### Work instructions
Write out every line of the rows below as a JSON list of strings, one string per line, and skip any blank lines.

#### Input material ####

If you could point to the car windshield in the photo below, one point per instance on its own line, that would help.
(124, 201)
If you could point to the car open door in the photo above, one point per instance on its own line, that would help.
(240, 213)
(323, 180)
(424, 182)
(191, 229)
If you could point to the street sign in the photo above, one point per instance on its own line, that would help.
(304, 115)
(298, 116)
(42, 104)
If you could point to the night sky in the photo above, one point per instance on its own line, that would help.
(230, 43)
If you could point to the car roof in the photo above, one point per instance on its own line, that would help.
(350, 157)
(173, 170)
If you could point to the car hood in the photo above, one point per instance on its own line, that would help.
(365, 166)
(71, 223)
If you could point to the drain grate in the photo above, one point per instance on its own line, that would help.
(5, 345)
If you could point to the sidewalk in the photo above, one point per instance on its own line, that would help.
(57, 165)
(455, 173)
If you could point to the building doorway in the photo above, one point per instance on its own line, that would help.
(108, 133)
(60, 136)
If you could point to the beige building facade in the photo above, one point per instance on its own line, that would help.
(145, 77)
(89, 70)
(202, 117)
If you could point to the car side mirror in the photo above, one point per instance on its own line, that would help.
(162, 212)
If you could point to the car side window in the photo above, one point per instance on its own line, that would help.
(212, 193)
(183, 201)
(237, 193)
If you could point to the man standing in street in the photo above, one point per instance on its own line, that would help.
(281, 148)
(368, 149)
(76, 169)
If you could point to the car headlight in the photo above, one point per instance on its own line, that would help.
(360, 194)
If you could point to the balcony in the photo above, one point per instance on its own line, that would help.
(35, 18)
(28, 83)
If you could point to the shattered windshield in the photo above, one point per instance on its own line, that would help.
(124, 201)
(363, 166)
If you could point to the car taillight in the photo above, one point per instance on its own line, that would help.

####

### Answer for the task
[
  "If you could point to the car windshield in the photo below, one point per instance on its own line, that would help.",
  "(124, 201)",
  "If you could point to the car open door in the photo above, one point per instance on its own line, that would help.",
  "(240, 213)",
  "(323, 180)",
  "(424, 182)",
  "(191, 229)",
  "If you could point to the street sign in the photo above, one point per instance on its own line, that would help.",
  "(304, 115)",
  "(298, 116)",
  "(42, 104)",
  "If you could point to the night sky in the photo above, one point per instance on its own line, that would help.",
  "(230, 43)",
  "If you could point to the car roof in the photo above, one point per instance on its own line, that would help.",
  "(350, 157)",
  "(173, 170)",
  "If you could point to the car hood in the photo above, one point per instance on its own line, that would help.",
  "(365, 166)",
  "(71, 223)",
  "If you could point to the drain grate in the photo above, one point per instance on its own line, that would help.",
  "(5, 345)",
  "If you could point to the sidewalk in the photo above, one point per instance on its own line, that would help.",
  "(57, 165)",
  "(455, 173)",
  "If you could point to the building doorway in the photo above, one point per instance on its own line, that would help.",
  "(108, 133)",
  "(60, 136)",
  "If you could point to the beige building facade in the photo above, one point per instance on its own line, that would help.",
  "(145, 77)",
  "(89, 70)",
  "(202, 117)",
  "If you could point to the car side mirror in the photo above, one point per instance on its own line, that would help.",
  "(162, 212)",
  "If you could point to the car side window in the photo above, one point per instance on its own line, that would help.",
  "(212, 193)",
  "(183, 201)",
  "(237, 193)",
  "If you could point to the man standing in street in the photo above, one point per instance on its own line, that would help.",
  "(281, 148)",
  "(368, 149)",
  "(76, 169)",
  "If you could point to the car headlight in the photo above, one point per instance on its own line, that would help.",
  "(360, 194)",
  "If you could point to the balcony in the photo above, one point per instance on its own line, that would help.",
  "(35, 18)",
  "(28, 83)",
  "If you could point to the shattered windshield in the photo above, one point per instance on its own line, that would help.",
  "(124, 201)",
  "(363, 166)",
  "If you could point to the car taillight in the photo above, one point per instance on its own line, that would help."
]